▶ GIVEN RECORDS
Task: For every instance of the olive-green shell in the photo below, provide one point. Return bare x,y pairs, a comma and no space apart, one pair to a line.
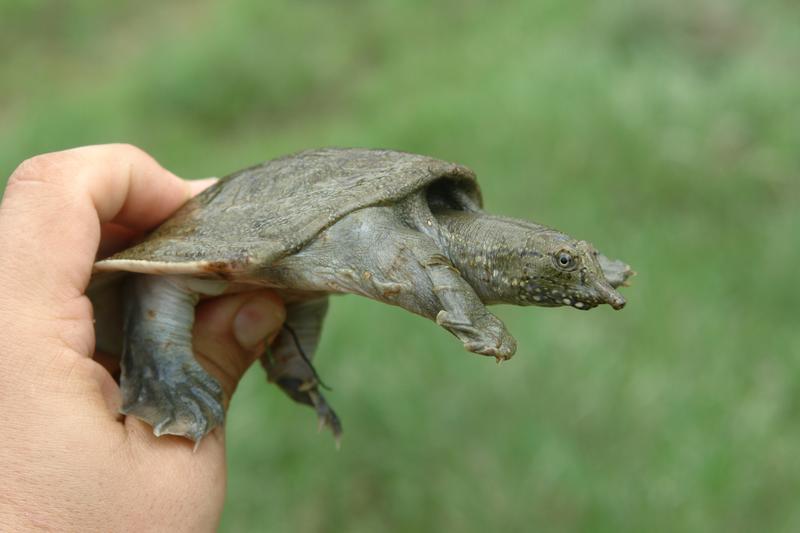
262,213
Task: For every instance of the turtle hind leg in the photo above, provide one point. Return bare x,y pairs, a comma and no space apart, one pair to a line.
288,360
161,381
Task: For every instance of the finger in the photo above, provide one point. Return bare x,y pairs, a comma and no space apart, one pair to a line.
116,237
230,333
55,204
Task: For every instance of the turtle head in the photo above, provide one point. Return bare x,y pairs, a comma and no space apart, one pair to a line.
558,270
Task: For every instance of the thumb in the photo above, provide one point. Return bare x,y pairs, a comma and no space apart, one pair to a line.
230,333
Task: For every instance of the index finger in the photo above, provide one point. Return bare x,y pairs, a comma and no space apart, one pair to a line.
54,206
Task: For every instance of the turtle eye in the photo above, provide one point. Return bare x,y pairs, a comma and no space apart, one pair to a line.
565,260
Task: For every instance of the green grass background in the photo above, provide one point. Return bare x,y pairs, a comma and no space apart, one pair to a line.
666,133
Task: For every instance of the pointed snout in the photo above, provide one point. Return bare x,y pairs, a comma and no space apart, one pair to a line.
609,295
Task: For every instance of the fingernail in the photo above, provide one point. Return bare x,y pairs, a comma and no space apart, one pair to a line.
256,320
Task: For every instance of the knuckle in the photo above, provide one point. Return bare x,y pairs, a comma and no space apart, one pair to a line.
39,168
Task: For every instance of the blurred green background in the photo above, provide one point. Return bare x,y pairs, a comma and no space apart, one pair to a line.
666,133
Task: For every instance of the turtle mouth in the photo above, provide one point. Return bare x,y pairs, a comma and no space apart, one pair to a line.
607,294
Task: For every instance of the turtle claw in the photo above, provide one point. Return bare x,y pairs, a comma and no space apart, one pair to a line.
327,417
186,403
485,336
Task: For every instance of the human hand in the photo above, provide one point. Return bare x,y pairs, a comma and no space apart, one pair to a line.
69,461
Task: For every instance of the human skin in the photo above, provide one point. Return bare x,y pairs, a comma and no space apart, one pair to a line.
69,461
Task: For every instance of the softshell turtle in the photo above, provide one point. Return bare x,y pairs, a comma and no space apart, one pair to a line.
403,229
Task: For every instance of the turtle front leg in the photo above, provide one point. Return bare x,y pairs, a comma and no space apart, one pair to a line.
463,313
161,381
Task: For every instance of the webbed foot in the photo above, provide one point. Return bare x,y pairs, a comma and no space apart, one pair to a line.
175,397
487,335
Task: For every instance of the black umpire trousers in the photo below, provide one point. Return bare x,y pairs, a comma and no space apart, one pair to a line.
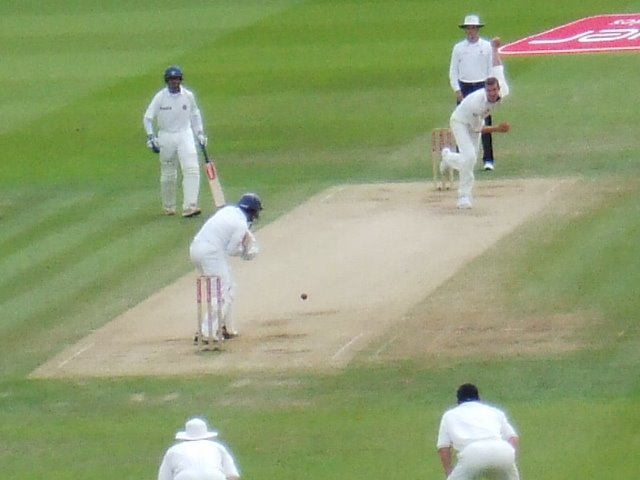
---
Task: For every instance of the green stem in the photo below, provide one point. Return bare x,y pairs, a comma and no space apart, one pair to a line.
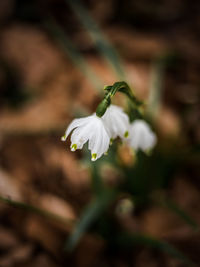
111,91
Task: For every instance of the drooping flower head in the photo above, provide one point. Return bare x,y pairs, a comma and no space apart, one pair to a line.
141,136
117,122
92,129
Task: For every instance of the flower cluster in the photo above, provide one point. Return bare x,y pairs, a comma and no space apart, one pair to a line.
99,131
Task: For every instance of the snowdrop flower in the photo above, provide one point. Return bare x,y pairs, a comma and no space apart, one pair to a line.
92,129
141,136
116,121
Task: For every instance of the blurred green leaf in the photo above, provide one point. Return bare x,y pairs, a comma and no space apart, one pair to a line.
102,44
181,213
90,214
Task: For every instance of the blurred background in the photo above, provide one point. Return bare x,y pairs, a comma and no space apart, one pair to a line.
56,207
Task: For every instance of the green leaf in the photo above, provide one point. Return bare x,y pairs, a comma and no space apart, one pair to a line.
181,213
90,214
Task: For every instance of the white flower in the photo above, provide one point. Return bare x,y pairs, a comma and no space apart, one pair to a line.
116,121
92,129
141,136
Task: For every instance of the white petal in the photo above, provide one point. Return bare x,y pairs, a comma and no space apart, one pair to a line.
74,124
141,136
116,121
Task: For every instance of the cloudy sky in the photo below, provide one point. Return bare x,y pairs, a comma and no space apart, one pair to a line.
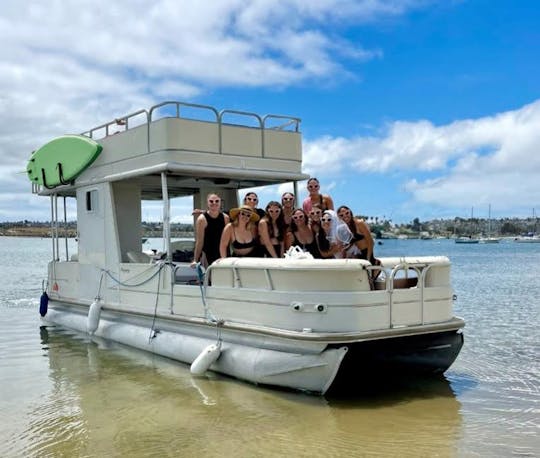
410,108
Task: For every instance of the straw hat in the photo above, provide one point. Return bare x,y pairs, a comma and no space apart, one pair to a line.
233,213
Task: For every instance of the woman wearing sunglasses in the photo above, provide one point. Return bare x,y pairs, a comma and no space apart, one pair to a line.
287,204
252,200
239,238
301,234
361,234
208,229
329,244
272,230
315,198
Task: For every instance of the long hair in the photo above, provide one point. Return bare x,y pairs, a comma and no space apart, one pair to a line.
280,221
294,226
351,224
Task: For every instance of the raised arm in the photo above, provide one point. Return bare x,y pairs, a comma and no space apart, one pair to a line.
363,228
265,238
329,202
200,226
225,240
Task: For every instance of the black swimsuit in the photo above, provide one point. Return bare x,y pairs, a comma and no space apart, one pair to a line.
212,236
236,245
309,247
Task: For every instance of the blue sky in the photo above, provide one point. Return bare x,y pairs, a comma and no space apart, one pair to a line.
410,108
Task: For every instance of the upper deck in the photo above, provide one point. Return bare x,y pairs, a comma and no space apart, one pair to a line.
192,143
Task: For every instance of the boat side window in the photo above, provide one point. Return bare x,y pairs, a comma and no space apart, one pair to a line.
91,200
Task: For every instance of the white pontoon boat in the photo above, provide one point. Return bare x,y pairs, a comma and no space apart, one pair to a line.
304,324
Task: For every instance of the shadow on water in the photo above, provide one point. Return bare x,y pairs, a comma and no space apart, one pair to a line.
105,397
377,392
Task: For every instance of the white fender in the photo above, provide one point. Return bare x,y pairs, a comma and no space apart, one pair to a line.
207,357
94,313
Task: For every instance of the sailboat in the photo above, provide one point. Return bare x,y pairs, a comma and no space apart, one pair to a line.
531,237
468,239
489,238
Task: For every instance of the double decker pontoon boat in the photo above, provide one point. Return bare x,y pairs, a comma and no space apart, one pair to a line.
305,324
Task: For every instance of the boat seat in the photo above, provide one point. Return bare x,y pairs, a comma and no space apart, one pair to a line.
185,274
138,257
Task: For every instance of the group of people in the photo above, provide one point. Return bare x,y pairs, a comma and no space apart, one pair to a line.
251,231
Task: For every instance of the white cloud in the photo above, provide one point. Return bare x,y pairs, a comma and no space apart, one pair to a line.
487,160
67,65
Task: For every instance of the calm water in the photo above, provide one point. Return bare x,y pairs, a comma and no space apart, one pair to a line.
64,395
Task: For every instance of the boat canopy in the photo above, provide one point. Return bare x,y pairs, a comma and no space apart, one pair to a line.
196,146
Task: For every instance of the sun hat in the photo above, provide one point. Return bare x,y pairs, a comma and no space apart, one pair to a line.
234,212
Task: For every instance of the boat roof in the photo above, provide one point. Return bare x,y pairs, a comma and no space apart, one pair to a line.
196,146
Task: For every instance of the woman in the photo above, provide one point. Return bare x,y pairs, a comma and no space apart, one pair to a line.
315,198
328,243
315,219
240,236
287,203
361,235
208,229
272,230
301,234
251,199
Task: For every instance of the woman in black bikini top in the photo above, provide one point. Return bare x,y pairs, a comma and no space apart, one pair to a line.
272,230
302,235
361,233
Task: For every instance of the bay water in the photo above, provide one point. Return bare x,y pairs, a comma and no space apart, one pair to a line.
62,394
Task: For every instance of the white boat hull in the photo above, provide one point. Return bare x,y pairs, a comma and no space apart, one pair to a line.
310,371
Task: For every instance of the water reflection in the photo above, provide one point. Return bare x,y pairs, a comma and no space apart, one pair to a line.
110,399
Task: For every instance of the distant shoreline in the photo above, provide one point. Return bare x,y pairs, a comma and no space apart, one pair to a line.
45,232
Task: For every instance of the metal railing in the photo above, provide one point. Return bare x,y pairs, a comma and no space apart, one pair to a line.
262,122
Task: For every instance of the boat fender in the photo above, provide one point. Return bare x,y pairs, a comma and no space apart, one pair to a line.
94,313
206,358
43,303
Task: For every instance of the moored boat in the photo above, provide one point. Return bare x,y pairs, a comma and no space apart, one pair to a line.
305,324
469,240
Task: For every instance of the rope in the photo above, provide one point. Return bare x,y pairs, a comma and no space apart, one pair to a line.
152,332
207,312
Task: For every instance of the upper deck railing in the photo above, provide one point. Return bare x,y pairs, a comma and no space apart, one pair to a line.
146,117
==
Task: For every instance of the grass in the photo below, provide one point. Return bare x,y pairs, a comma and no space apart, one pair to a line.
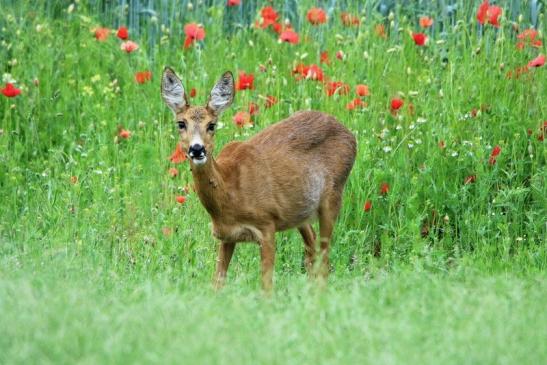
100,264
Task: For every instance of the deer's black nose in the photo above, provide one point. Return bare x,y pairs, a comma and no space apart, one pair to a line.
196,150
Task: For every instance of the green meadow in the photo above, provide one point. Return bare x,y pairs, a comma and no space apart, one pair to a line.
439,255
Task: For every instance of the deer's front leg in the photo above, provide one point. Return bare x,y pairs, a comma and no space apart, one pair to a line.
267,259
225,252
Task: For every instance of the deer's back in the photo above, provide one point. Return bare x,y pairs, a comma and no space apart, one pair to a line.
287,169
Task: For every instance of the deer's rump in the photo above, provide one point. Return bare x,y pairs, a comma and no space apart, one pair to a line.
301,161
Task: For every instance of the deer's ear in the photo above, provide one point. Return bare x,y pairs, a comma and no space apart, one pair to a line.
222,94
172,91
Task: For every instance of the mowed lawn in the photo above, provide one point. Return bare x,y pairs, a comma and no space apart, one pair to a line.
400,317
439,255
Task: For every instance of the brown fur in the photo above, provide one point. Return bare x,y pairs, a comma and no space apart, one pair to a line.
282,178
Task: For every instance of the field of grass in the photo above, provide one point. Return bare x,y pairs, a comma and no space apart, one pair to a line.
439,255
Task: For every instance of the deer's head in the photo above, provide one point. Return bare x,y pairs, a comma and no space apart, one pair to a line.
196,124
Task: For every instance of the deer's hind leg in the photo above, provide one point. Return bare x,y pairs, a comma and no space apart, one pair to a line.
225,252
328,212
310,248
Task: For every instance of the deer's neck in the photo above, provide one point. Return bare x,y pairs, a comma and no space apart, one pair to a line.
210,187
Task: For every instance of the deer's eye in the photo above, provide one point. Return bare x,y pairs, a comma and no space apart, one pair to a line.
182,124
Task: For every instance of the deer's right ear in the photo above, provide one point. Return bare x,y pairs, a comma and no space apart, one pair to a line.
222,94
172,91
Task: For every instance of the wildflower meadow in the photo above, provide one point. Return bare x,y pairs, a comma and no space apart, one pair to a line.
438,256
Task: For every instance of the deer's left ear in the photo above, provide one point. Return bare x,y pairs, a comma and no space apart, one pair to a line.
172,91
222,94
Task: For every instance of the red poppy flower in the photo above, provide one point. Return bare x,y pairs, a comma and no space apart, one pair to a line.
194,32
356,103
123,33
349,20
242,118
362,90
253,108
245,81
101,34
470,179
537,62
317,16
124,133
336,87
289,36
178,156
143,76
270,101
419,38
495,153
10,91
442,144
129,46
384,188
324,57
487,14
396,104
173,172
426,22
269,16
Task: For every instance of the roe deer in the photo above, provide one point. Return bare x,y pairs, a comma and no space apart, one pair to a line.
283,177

▶ ACTIVITY
Reproduce the entries above exactly, but only the lines between the line holding "Task: For every instance of the human skin" and the line holding "Task: For every instance of the black umpire", inclusive.

▶ THE COMPLETED TASK
Task: For every instance of the human skin in the photo above, provide one point. Return bare x,y pairs, a comma and no space apart, one pair to a line.
69,461
Task: For every instance of the softshell turtle in the photo above, provide one point. Return bare x,y pairs, a comma and no space apart, one pair to a line.
403,229
Task: For every instance of the turtle front leg in the photo above, provide one point. Return bare x,y pairs, a comma and no space apart, one pair to a line.
463,313
161,381
Task: For every instance of the webbed foot in the photo above, provide one point. Return bare x,y pairs, a comma and no space apart, one pair to a line.
175,397
487,335
Task: For every instance of the black umpire trousers in the photo below, provide one point. Return bare x,y pairs, a comma and no space apart, one pair to a line.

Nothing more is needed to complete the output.